Task requirements: Count the lines in the items below that contain the word "shirt". Reply with only the number.

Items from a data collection
· · · ·

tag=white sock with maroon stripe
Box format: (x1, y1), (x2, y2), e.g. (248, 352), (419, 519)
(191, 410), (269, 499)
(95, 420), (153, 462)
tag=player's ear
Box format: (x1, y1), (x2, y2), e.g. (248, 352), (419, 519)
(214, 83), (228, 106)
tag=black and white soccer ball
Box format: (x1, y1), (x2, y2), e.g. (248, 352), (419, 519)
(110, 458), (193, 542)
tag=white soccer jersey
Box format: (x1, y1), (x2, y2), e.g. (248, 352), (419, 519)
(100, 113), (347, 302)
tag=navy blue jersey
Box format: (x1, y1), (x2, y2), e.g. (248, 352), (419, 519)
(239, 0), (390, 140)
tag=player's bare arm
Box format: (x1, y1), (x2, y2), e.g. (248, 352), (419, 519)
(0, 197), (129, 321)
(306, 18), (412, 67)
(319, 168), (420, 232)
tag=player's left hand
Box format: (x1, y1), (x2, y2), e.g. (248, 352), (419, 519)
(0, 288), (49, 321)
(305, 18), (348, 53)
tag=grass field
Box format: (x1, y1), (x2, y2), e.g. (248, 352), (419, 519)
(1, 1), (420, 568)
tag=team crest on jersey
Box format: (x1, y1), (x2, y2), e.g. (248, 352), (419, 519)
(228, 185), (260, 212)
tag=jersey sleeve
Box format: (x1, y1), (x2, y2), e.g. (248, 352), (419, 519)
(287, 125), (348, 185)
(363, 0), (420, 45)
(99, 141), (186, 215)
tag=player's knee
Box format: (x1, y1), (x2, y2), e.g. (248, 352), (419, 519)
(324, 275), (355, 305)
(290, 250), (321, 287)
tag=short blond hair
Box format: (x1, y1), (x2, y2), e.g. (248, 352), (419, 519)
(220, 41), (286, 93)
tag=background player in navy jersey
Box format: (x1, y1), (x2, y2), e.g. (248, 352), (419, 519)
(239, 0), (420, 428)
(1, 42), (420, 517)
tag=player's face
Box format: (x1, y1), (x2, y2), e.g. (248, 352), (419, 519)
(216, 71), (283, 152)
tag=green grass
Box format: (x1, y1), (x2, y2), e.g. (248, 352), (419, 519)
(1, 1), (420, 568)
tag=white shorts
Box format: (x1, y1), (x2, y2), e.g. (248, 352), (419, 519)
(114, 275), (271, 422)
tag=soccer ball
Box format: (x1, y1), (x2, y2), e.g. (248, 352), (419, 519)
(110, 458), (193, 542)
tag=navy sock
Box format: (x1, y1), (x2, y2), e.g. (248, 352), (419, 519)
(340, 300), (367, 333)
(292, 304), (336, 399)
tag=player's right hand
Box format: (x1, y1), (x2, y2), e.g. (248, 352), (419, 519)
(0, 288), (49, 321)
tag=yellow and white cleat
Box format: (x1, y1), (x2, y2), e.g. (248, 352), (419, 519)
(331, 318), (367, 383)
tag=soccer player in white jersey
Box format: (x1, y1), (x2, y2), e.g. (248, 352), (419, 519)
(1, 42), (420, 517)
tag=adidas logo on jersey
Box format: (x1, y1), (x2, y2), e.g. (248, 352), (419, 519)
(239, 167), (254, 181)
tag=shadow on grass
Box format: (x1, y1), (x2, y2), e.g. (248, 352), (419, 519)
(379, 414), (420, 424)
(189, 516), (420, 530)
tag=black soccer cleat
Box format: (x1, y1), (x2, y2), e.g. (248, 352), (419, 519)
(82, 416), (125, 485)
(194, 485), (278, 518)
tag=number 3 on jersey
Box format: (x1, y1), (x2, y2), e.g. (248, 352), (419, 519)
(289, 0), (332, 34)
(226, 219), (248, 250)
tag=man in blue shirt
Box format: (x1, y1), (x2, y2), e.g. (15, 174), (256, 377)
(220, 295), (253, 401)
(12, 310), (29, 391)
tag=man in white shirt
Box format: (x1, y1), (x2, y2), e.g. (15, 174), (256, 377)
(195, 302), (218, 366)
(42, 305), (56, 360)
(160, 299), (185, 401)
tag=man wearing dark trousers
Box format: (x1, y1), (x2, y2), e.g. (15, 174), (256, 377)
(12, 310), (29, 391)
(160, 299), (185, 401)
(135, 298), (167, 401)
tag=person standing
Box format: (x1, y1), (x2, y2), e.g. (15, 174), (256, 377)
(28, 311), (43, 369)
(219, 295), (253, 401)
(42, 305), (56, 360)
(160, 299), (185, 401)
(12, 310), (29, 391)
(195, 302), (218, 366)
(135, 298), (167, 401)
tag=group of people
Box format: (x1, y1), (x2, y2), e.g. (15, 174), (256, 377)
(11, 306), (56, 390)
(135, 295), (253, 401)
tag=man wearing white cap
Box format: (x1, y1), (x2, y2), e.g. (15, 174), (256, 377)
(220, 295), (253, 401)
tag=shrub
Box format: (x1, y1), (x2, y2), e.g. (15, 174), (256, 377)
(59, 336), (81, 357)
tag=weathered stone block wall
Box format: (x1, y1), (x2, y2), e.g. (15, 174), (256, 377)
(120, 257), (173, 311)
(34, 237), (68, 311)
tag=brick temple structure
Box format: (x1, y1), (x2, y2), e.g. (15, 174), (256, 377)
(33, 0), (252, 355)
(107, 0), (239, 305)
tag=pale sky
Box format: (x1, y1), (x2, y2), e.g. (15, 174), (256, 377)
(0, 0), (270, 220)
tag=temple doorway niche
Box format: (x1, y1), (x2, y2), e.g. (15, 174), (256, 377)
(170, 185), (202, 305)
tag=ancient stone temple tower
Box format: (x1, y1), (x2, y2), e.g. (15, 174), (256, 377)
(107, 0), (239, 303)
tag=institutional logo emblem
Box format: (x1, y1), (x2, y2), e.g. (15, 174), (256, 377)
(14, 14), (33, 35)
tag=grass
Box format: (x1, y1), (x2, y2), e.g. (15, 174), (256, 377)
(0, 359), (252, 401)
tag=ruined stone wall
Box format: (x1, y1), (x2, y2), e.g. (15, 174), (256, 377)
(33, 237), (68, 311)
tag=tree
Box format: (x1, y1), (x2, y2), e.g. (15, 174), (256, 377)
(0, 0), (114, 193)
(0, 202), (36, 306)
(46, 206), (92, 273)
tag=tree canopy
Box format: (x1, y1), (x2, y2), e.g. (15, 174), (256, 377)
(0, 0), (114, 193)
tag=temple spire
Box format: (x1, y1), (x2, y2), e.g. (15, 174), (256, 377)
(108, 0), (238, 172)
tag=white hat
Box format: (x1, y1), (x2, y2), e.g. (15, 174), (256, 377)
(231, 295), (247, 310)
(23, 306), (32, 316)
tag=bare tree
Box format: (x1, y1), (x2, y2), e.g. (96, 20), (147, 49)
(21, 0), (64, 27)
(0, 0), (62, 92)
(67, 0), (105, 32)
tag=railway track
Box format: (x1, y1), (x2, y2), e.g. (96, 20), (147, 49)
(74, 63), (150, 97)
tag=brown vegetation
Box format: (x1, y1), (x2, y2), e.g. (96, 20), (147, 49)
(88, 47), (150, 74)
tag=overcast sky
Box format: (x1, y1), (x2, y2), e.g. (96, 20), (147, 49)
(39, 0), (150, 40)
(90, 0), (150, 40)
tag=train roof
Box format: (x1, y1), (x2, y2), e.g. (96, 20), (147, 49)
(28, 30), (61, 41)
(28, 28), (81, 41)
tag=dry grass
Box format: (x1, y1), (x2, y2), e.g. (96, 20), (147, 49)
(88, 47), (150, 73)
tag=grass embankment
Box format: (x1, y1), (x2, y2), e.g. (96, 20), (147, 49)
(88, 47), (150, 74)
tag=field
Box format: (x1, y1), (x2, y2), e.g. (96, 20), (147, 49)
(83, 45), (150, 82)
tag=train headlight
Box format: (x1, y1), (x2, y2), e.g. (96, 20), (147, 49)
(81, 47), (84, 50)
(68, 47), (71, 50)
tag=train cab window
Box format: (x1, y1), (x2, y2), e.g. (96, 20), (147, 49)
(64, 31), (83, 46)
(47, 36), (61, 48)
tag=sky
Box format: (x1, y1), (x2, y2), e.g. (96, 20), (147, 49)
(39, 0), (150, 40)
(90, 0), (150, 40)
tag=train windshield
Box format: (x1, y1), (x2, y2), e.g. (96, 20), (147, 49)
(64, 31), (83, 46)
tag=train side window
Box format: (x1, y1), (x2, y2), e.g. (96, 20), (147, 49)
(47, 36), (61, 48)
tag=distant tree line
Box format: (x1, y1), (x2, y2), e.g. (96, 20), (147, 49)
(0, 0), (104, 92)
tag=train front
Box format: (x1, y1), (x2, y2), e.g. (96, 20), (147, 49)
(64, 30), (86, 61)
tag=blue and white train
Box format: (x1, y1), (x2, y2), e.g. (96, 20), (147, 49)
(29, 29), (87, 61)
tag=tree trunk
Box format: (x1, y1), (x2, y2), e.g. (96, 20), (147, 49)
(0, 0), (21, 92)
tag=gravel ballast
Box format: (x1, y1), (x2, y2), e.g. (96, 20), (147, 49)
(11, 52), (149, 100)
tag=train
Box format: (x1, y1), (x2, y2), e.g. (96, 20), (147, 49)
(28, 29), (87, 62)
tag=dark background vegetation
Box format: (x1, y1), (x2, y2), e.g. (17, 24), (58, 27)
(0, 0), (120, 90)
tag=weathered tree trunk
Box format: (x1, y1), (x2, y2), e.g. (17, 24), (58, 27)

· · · ·

Response: 2